## [Work request]
The expected result is every entry, retyped character for character.

## [Dataset entries]
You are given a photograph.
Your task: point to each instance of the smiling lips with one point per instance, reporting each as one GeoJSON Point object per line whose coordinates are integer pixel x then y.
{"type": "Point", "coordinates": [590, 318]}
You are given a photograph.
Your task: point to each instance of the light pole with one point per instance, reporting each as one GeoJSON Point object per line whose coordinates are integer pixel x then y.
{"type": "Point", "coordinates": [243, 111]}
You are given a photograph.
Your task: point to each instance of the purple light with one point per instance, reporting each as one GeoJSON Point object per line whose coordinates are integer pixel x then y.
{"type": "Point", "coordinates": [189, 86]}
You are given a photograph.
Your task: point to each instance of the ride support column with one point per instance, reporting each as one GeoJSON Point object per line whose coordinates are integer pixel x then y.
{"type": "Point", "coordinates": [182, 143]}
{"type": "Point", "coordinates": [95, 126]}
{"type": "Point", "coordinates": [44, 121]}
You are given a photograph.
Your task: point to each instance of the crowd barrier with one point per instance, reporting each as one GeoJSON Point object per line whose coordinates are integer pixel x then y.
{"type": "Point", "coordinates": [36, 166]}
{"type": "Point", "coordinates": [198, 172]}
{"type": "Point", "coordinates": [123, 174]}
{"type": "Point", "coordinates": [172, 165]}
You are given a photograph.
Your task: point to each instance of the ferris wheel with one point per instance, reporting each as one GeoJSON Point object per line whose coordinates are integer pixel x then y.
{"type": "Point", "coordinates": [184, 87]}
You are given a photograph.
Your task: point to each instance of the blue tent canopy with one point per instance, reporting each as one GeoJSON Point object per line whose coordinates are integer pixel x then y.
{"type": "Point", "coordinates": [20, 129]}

## [Task answer]
You are given a photograph.
Your task: point to each instance of the smiling lips with one point per instance, reporting each as one GeoJSON Point object per line whose coordinates are integer pixel x then y.
{"type": "Point", "coordinates": [590, 318]}
You are given a photograph.
Your task: point to each instance of the light pole with one point per instance, reporting each as one GeoJSON Point object per line whose coordinates are integer pixel x then y.
{"type": "Point", "coordinates": [243, 111]}
You are given a photograph.
Your task: point to each instance of the purple light with one point per instance, reporting each as one GeoJSON Point object per line whose coordinates are integer pixel x then y.
{"type": "Point", "coordinates": [189, 86]}
You are given a photograph.
Your task: point to each instance of the ride support column with one point per instance, reporting each as one GeoJSON Point object per line whose coordinates are integer pixel x then y.
{"type": "Point", "coordinates": [182, 143]}
{"type": "Point", "coordinates": [95, 126]}
{"type": "Point", "coordinates": [44, 121]}
You are given a photograph.
Your task: point to each instance of the crowd barrier with one point per instance, reporting each as one GeoJSON Point object per line whose coordinates are integer pixel x then y.
{"type": "Point", "coordinates": [36, 166]}
{"type": "Point", "coordinates": [198, 172]}
{"type": "Point", "coordinates": [123, 174]}
{"type": "Point", "coordinates": [172, 165]}
You are given a photograph.
Your task: point to each instance of the ferris wheel with one point per instance, reporting each as one GeoJSON Point object per line whose coordinates are integer pixel x then y.
{"type": "Point", "coordinates": [184, 87]}
You are given a photograph.
Your task: point to each instance of the blue tent canopy with one point per instance, reporting each as one GeoJSON Point object per line whose coordinates are integer pixel x then y.
{"type": "Point", "coordinates": [20, 129]}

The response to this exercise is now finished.